▸ **Set task**: Set down everything from the line containing "Reviewer note: confirm that each instance of the dark" down to the end of the entries below, keeping each line exactly as it appears.

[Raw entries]
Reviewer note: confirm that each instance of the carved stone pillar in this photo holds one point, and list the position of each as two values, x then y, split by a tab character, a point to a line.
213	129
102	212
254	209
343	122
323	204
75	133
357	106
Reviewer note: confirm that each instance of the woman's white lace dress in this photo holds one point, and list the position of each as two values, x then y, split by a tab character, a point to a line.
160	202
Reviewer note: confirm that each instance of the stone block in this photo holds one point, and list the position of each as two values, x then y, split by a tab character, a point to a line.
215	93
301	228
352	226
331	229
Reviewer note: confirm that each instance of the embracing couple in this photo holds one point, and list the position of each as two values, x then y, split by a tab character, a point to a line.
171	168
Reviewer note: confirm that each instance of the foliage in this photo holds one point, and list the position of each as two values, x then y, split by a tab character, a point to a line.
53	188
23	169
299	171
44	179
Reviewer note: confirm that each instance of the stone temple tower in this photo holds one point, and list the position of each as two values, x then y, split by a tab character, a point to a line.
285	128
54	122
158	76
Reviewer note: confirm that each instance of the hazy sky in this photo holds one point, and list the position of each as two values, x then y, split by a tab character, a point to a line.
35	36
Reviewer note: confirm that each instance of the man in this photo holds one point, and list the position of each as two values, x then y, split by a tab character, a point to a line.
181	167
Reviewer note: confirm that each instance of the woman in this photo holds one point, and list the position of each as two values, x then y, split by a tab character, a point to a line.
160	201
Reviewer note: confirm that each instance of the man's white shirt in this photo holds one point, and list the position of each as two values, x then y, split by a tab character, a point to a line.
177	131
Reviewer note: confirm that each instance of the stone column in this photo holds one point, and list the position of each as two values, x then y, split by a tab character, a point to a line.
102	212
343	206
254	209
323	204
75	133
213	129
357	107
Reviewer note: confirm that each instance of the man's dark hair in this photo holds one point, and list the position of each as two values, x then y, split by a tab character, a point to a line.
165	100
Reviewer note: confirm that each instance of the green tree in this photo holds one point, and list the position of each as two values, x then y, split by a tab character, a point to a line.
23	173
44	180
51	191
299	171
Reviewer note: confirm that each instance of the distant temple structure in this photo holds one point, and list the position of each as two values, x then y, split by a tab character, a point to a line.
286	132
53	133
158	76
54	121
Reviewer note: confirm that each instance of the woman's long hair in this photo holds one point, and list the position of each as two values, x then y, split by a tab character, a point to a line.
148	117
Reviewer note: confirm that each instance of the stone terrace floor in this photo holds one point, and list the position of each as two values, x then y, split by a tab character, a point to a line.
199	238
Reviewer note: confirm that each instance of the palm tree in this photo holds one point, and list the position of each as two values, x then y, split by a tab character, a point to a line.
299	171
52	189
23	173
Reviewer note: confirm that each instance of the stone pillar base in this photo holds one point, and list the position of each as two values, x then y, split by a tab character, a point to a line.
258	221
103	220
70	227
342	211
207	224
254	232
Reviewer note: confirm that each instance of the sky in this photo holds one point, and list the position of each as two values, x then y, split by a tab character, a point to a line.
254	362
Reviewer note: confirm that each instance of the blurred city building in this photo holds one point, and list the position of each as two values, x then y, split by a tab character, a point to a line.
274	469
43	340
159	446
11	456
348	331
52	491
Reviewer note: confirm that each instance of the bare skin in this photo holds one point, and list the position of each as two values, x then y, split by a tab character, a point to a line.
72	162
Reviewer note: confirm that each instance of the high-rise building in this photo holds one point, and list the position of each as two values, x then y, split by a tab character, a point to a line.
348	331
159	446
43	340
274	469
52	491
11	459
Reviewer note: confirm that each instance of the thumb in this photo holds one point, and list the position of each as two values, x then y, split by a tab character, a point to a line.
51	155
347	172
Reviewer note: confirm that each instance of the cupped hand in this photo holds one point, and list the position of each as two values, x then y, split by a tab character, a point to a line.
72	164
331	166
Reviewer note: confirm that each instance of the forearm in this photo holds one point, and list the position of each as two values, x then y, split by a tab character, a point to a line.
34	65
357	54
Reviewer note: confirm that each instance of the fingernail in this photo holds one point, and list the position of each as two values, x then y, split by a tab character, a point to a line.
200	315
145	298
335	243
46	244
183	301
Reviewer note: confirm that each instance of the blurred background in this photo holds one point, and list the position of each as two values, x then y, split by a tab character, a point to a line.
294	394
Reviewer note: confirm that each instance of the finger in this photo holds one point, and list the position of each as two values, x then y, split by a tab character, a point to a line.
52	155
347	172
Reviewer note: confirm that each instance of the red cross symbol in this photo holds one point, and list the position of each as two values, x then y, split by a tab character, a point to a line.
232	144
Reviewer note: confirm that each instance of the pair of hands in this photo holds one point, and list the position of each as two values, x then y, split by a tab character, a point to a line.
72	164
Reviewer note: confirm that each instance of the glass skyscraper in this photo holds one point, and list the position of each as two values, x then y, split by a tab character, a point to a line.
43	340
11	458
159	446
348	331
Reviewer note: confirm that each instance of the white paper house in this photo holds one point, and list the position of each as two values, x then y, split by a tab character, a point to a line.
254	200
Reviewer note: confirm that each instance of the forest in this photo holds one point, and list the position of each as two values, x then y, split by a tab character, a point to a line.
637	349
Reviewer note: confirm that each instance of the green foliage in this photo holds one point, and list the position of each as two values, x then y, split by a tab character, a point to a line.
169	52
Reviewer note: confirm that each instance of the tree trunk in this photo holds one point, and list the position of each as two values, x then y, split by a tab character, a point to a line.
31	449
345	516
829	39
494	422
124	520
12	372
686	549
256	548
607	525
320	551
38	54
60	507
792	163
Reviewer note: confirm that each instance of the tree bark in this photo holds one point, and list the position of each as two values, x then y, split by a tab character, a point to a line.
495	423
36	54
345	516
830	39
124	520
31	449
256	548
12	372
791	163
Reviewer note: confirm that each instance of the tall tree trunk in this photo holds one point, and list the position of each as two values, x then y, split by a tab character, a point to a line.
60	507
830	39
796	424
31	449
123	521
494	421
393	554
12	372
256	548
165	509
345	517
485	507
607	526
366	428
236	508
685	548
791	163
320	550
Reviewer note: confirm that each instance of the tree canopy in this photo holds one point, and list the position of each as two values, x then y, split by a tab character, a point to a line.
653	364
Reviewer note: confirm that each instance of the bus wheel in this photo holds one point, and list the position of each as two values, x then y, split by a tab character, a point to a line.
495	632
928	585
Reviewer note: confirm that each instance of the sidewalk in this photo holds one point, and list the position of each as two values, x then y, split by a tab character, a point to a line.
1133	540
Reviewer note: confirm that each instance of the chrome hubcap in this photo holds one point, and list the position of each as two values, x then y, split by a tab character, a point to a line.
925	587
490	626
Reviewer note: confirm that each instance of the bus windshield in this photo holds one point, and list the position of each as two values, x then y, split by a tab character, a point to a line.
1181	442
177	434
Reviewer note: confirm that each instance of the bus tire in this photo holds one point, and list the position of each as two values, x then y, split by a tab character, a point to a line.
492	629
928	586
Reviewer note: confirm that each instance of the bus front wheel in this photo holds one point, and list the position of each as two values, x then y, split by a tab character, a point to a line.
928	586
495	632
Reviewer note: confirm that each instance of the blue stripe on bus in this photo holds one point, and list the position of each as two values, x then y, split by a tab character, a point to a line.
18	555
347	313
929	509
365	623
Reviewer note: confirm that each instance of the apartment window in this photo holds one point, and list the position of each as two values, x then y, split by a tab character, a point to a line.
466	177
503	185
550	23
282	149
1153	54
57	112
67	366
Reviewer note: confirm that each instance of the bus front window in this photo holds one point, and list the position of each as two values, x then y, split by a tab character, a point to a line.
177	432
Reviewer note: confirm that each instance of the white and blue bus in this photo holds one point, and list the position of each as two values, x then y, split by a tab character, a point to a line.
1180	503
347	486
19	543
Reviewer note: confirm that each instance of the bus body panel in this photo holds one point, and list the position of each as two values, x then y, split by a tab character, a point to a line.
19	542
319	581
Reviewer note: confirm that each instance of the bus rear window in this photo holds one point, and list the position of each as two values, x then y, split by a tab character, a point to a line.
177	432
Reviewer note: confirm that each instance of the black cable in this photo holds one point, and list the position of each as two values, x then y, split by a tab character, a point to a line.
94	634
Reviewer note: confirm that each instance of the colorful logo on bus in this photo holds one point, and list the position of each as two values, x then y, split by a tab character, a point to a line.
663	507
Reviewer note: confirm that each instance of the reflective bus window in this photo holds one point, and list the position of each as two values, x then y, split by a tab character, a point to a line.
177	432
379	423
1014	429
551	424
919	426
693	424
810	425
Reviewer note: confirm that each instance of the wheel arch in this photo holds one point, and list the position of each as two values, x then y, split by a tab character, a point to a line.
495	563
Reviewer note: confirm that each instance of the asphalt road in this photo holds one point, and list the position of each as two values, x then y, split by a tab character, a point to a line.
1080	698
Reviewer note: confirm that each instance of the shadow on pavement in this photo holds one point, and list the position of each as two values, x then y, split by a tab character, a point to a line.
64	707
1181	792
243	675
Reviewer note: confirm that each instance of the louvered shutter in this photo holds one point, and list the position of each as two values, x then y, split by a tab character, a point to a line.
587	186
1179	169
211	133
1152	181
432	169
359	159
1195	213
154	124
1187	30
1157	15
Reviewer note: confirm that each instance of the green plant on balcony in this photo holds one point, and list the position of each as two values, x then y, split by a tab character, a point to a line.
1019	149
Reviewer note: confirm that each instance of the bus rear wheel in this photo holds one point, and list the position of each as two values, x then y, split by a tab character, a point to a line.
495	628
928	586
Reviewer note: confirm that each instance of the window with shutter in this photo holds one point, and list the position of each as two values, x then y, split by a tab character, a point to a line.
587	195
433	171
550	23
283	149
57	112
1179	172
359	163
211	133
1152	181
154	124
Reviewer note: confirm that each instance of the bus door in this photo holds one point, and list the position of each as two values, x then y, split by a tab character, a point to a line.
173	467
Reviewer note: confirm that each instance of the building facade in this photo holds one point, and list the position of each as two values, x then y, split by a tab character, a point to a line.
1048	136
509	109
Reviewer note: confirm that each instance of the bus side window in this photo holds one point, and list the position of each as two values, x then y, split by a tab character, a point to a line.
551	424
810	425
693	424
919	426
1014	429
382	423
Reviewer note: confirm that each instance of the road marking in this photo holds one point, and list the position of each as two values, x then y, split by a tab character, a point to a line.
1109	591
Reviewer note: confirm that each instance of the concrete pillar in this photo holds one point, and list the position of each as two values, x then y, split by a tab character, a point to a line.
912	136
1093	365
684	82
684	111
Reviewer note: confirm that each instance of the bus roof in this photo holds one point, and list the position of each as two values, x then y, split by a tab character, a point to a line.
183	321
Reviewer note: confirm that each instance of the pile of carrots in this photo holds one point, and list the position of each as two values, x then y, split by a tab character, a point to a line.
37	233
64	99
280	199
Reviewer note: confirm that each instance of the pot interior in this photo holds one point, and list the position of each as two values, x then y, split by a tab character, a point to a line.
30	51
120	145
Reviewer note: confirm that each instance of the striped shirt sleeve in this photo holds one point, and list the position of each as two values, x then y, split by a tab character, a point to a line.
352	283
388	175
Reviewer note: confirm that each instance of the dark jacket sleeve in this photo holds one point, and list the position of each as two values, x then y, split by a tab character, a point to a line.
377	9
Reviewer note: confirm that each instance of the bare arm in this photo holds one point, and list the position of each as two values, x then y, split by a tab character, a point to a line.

▸ **Finished answer**:
Reviewer note: confirm that each instance of the dark jacket sleeve in this photo holds one point, and list the position of each as two values, x then y, split by a tab character, a point to a line.
377	9
Reviewer note: confirm that each instance of the bare arm in this photo holds one point, and list the position of each as two values, x then y, split by a tab character, a point to a line.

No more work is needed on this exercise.